(TASK INSTRUCTIONS)
In the entries that follow, how many lines contain "resolution"? Answer with the number only.

(Segmentation mask data)
━━━━━━━━━━━━━━━━
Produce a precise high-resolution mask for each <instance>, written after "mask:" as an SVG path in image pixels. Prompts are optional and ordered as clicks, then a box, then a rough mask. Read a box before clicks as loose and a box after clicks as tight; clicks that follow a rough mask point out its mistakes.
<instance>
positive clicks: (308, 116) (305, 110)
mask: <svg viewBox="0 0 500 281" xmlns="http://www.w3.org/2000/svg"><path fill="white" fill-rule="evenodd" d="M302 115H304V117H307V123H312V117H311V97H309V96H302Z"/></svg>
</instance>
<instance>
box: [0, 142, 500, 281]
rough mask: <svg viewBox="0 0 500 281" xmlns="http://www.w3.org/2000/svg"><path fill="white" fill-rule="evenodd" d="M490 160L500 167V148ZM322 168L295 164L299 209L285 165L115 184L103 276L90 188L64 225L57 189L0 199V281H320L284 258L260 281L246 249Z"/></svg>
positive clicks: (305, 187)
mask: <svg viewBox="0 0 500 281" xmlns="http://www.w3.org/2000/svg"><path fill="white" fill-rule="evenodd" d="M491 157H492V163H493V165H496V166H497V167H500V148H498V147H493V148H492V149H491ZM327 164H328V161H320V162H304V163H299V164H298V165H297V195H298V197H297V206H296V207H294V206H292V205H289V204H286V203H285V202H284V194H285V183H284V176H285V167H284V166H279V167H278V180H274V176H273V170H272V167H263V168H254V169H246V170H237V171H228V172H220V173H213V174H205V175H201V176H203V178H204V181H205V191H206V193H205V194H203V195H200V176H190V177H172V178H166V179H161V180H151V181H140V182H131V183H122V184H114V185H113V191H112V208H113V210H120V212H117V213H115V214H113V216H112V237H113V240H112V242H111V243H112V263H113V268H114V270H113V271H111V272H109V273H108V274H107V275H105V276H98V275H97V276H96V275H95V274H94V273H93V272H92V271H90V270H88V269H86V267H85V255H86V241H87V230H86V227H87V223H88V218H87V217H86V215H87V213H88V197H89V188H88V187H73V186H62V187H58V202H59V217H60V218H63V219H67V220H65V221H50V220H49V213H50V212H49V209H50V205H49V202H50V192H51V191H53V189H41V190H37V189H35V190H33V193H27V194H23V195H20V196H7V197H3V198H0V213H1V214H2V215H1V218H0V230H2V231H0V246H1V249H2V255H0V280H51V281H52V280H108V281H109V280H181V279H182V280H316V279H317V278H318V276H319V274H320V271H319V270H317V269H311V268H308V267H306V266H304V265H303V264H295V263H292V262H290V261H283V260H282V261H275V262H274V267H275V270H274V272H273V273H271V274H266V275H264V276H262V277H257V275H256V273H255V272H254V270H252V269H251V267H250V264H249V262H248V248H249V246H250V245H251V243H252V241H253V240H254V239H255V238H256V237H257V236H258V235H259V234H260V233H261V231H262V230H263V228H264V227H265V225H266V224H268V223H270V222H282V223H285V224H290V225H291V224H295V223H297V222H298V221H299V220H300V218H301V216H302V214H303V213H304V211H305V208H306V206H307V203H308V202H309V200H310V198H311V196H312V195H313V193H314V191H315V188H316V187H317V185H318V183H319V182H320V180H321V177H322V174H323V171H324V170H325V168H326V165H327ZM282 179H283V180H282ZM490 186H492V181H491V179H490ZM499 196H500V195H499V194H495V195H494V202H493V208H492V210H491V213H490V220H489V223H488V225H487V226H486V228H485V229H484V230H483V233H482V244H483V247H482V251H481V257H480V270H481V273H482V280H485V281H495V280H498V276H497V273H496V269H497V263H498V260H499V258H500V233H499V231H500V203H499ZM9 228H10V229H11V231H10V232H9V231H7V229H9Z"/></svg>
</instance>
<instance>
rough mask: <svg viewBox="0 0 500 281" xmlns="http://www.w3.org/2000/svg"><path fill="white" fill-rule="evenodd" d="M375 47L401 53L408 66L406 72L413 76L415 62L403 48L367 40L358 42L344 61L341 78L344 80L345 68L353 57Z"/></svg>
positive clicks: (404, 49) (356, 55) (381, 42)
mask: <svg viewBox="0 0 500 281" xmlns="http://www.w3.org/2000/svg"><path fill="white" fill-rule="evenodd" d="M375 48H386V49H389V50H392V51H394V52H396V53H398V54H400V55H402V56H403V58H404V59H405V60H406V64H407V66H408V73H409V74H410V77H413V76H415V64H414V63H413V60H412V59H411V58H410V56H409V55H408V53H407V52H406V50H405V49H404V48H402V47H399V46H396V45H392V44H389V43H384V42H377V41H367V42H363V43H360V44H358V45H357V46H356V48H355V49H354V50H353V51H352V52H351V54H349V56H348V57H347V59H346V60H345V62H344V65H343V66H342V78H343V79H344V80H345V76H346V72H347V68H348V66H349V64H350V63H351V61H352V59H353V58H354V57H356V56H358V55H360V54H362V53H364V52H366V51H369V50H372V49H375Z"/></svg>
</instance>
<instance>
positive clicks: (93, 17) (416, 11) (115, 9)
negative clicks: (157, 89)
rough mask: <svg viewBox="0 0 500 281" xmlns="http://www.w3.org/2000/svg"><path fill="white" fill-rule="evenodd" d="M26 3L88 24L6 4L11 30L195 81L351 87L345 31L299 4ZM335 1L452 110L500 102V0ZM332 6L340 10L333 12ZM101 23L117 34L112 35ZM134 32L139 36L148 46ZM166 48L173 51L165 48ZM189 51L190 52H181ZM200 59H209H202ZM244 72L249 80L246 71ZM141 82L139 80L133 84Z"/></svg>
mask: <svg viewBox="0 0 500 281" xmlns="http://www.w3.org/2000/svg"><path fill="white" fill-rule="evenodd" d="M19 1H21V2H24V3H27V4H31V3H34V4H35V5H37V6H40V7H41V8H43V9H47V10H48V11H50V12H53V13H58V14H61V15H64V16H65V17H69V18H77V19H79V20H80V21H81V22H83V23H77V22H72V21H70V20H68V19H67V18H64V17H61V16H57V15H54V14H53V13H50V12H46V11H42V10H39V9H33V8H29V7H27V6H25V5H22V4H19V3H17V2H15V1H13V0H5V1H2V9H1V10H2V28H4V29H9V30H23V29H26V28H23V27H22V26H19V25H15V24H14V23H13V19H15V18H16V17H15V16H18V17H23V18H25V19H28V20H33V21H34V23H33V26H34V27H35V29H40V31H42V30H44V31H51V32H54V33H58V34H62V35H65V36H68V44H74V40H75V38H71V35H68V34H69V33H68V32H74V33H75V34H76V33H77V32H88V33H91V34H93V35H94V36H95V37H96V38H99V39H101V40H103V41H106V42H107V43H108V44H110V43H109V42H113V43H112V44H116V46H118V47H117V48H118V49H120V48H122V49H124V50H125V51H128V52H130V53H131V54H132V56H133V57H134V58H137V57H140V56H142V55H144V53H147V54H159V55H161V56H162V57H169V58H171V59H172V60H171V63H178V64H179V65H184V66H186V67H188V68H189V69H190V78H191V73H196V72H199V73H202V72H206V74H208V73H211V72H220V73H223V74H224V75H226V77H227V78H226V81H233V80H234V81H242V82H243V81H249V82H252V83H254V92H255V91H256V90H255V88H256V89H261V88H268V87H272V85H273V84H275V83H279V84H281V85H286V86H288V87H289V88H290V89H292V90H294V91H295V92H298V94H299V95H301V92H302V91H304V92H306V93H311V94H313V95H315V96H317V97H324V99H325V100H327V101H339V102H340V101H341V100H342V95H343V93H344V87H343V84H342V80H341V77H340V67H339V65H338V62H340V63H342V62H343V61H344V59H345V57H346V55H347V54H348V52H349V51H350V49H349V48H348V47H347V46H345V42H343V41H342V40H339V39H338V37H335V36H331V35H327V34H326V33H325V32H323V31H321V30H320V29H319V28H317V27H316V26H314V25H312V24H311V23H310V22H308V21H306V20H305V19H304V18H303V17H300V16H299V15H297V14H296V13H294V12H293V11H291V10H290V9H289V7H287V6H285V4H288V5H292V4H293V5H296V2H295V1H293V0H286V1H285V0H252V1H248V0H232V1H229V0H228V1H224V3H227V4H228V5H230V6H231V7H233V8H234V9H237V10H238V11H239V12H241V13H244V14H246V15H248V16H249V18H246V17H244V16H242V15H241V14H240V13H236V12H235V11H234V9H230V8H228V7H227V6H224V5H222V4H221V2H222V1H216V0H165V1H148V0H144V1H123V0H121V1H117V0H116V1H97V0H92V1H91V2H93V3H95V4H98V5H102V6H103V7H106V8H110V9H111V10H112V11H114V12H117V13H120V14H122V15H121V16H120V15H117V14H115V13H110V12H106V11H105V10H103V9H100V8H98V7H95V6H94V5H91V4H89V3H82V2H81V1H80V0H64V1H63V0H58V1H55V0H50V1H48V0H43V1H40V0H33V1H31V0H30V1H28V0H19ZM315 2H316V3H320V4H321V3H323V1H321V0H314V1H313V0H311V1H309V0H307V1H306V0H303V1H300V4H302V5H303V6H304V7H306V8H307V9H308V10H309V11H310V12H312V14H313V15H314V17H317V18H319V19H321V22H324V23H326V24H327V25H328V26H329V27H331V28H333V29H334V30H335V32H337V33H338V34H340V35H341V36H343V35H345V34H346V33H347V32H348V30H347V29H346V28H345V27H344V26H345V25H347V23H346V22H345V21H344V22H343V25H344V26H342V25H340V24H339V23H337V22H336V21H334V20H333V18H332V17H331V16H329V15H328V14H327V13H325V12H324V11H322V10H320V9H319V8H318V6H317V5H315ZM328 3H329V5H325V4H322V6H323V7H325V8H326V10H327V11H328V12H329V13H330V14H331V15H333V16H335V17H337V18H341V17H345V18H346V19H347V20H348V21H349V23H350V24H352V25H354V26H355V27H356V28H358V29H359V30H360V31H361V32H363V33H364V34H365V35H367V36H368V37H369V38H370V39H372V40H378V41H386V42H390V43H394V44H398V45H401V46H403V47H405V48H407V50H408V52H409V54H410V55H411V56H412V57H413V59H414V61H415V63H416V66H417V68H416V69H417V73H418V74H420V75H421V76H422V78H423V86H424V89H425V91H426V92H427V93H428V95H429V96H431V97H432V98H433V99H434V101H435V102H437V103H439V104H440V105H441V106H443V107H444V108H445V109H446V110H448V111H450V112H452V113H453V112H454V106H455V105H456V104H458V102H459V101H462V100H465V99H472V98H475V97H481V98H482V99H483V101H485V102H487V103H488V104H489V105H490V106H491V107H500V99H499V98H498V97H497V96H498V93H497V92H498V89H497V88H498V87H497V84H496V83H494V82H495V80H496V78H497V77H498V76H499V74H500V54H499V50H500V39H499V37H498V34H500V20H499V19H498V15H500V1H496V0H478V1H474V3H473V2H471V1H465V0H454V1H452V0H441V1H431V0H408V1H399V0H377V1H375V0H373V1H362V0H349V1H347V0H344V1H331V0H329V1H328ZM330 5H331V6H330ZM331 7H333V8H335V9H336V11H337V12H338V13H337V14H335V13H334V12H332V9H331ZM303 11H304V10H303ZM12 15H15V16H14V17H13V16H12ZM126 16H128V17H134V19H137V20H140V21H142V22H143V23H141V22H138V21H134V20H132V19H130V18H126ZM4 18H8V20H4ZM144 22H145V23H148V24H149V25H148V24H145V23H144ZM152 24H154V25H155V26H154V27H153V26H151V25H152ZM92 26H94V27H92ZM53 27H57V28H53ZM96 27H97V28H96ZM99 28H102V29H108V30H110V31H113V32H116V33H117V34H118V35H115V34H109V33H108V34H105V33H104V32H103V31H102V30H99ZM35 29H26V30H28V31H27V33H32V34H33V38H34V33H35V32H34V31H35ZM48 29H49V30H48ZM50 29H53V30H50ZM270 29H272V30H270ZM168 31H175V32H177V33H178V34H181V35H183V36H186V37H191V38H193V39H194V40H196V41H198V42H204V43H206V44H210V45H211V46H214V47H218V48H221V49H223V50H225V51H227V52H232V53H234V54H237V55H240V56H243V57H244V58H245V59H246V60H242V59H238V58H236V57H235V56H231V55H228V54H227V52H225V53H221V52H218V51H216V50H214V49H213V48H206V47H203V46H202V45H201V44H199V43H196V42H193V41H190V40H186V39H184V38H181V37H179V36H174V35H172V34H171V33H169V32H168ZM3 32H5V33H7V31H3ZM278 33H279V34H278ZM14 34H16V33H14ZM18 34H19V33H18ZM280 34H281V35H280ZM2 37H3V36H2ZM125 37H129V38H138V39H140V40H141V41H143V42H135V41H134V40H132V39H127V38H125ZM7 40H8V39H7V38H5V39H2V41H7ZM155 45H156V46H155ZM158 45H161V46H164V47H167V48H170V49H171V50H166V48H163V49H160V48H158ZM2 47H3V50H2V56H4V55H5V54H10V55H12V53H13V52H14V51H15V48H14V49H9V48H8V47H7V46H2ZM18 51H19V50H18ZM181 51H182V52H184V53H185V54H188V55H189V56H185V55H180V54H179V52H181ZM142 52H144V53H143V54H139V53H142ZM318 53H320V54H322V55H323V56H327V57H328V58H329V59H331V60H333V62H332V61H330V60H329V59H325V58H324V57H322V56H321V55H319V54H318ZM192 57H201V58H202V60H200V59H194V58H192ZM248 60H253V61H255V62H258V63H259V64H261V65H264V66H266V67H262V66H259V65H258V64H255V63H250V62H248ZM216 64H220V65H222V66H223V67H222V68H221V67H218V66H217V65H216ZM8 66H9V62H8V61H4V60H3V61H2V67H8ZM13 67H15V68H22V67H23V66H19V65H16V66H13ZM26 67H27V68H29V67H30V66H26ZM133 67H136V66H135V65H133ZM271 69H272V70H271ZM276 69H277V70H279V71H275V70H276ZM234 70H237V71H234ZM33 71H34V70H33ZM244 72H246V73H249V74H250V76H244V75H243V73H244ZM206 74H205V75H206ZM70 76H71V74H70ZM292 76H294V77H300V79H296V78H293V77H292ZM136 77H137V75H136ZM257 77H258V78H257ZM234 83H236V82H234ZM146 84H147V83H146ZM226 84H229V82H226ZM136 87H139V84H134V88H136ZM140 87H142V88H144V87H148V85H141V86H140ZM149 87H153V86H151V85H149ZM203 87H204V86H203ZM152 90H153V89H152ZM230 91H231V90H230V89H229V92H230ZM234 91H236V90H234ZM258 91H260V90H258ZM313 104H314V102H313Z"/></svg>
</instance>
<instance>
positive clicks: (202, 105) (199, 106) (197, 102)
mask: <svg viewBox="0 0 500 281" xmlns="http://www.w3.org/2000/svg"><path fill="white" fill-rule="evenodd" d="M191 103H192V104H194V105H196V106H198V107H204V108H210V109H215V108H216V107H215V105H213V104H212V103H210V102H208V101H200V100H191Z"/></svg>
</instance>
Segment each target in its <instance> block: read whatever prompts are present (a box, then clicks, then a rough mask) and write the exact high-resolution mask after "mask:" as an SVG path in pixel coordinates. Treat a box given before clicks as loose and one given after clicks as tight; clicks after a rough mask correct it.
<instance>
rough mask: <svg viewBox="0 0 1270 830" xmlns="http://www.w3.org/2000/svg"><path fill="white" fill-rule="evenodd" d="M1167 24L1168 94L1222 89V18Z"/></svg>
━━━━━━━━━━━━━━━━
(EXERCISE RESPONSE)
2